> _Passage shown_
Using a cost analysis from a 2000 study in which the increase in hospitalization costs per patient suffering an adverse drug reaction was $5,483, costs for the Lazarou study’s 2.2 million patients with serious drug reactions amounted to $12 billion.6,57
Serious adverse drug reactions commonly emerge after FDA approval of the drugs involved. The safety of new agents cannot be known with certainty until a drug has been on the market for many years.113
Over 1 million people develop bedsores in US hospitals every year. It is a tremendous burden to patients and family, and a $55 billion health care burden.14 Bedsores are preventable with proper nursing care. It is true that 50% of those affected are in a vulnerable age group of over 70. In the elderly, bedsores carry a fourfold increase in the rate of death. The mortality rate in hospitals for patients with bedsores is between 23% and 37%.15 Even if we just take the 50% of people over 70 with bedsores and the lowest mortality at 23%, that gives us a death rate due to bedsores of 115,000. Critics will say that it was the disease or advanced age that killed the patient, not the bedsore, but our argument is that an early death, by denying proper care, deserves to be counted. It is only after counting these unnecessary deaths that we can then turn our attention to fixing the problem.

> _Provided material_
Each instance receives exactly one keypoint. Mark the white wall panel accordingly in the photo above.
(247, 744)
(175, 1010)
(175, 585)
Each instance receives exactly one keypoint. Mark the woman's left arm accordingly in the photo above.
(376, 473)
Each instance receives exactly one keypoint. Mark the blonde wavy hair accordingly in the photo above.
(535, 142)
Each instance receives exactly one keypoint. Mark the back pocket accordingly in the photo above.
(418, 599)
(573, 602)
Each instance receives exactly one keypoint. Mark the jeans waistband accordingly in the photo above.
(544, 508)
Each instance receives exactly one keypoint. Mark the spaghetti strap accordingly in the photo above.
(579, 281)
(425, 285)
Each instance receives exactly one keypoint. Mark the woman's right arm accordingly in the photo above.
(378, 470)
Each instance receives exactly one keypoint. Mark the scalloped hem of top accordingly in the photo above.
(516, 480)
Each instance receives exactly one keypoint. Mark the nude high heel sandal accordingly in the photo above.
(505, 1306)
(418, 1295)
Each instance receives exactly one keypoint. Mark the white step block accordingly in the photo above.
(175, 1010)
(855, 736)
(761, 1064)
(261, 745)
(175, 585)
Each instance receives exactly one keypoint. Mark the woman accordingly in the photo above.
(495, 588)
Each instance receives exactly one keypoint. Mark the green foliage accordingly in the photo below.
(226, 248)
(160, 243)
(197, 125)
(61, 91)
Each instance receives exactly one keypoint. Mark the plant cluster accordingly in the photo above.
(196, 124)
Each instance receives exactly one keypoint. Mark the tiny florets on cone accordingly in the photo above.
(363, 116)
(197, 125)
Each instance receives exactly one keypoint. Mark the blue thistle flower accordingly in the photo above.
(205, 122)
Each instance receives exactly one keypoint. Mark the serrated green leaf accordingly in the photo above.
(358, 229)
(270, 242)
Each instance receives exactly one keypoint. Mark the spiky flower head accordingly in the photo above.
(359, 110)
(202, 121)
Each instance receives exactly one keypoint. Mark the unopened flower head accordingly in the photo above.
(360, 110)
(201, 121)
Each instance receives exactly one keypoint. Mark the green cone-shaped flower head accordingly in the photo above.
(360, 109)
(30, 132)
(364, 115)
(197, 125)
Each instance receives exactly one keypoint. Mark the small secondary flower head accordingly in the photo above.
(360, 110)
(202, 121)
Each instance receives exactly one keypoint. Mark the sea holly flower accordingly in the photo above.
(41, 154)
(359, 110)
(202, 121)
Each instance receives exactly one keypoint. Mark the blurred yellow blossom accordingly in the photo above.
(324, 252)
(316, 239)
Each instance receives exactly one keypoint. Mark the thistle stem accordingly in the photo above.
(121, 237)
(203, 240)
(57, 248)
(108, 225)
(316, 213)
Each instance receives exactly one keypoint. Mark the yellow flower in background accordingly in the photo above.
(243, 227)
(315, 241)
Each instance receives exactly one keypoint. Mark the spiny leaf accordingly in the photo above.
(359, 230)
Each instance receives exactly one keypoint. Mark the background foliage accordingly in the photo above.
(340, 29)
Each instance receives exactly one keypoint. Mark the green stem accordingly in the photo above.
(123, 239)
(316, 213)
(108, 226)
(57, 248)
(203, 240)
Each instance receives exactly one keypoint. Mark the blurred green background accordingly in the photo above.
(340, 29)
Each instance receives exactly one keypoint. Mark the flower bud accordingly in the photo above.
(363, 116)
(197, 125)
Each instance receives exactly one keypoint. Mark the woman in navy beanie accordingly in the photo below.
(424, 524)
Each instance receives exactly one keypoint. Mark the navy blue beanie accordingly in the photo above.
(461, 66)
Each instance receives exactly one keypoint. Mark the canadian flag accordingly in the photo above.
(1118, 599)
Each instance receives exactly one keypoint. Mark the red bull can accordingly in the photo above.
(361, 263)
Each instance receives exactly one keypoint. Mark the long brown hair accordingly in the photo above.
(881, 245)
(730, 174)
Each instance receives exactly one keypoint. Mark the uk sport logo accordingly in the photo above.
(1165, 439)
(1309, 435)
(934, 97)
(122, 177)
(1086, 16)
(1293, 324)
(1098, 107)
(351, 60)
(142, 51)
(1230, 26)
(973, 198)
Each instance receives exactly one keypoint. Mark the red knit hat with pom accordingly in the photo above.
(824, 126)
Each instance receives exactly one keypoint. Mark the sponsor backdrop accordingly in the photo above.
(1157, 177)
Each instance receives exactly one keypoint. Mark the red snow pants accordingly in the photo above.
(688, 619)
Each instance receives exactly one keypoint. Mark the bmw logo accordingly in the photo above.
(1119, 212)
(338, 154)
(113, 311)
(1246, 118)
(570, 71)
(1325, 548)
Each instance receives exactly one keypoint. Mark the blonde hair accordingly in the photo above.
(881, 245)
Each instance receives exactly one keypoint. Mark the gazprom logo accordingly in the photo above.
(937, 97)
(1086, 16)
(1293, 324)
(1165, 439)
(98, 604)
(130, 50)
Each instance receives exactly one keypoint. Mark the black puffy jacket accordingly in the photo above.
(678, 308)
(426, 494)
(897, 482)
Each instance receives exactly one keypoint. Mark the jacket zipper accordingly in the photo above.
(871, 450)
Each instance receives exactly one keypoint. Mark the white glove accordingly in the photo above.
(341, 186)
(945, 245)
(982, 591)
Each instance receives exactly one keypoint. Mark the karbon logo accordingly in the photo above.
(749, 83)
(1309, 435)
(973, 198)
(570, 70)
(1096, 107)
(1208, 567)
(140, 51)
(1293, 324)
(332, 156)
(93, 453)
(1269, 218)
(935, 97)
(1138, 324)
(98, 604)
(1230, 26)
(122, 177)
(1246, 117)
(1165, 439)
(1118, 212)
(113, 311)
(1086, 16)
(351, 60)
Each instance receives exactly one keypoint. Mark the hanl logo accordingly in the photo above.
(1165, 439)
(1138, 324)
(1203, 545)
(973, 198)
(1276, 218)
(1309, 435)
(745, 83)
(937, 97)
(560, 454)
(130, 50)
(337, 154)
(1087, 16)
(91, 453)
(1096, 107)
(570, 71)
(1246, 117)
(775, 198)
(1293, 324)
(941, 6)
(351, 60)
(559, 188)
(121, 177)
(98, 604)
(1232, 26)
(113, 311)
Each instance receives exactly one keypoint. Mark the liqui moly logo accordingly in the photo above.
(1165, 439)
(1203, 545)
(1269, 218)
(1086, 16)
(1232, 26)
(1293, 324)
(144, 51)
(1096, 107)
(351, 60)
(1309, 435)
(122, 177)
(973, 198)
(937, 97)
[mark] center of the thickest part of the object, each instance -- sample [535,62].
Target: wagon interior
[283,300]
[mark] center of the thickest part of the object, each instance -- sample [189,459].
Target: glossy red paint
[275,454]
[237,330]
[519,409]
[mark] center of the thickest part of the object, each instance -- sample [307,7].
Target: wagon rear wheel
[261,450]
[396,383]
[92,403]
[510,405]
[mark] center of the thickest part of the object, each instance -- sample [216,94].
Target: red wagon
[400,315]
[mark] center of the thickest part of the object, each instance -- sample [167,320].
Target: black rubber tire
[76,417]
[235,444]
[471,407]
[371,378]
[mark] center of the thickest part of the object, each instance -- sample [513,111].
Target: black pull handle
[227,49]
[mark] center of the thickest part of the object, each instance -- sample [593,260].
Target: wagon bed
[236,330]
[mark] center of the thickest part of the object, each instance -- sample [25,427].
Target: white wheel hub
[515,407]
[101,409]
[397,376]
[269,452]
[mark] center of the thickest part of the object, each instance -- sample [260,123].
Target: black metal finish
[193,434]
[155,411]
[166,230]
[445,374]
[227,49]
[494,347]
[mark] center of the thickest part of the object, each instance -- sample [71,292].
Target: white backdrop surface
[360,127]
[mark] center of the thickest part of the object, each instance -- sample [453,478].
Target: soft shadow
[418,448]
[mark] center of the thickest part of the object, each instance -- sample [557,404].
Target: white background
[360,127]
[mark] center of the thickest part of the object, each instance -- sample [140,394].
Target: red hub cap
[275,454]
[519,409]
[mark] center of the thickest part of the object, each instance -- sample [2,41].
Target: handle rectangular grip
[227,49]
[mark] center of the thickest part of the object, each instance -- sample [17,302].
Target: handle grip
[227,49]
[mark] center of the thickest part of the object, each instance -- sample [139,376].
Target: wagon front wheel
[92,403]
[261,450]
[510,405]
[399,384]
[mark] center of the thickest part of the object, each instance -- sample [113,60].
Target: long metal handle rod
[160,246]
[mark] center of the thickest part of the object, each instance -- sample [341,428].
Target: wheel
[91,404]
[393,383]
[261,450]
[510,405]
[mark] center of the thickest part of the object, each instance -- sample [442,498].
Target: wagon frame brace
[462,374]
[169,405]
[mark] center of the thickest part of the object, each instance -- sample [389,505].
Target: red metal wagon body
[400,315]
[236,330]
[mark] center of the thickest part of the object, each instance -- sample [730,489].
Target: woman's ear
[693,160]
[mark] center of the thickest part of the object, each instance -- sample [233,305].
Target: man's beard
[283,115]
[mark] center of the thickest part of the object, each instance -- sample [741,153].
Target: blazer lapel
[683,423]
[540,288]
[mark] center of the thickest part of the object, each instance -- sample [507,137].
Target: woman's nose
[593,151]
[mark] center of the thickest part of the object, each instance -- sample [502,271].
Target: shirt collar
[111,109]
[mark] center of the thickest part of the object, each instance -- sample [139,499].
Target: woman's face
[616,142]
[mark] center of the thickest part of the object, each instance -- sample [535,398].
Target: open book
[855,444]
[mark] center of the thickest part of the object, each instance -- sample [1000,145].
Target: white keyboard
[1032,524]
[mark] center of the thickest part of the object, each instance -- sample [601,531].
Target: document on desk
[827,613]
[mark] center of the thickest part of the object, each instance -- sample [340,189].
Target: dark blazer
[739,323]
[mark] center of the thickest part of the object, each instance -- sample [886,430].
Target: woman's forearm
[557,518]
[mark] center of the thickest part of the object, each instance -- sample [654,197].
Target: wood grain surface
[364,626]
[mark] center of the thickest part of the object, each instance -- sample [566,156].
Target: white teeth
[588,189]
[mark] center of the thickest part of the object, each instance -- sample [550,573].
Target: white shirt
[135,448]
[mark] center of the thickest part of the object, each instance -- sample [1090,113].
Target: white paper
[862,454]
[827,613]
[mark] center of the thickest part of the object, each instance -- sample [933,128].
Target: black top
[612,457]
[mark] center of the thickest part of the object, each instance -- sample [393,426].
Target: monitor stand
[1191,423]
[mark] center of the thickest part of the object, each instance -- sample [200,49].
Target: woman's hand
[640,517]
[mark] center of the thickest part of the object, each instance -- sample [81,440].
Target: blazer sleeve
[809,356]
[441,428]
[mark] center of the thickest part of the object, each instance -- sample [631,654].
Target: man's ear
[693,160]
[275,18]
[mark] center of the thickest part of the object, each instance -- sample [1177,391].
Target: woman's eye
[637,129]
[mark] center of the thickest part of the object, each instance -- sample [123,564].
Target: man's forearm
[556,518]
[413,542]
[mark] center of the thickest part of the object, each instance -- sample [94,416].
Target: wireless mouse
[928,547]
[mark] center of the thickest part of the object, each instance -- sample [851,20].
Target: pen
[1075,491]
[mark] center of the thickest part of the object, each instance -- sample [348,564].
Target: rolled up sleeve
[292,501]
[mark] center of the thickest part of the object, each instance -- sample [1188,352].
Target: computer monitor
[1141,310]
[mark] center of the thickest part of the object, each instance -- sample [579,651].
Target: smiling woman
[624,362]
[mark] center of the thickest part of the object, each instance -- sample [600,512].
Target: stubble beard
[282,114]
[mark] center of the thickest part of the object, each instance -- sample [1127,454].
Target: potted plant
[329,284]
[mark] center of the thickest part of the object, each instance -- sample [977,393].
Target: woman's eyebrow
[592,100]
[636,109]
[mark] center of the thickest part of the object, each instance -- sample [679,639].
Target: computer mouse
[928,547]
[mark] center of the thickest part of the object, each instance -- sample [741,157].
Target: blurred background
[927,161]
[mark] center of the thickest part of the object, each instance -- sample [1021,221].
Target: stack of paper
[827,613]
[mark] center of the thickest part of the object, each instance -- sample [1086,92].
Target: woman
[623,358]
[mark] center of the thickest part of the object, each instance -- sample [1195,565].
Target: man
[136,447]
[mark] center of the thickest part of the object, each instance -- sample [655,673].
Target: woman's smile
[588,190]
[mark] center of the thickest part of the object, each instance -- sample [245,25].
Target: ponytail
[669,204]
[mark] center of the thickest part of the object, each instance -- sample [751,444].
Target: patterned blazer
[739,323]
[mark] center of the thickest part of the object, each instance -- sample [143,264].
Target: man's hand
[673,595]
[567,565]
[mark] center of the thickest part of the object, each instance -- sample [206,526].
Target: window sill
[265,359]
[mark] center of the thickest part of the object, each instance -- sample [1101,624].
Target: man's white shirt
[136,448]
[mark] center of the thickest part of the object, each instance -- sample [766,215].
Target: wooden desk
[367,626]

> _Task brief_
In the passage on drug reactions and bedsores, why do the writers count bedsore deaths even though critics blame the disease or advanced age? Explain in one to three sentences.

> _Solution for this task_
The writers argue that an early death caused by denying proper care deserves to be counted, even if disease or age also played a part. They add that only after counting these unnecessary deaths can attention turn to fixing the problem.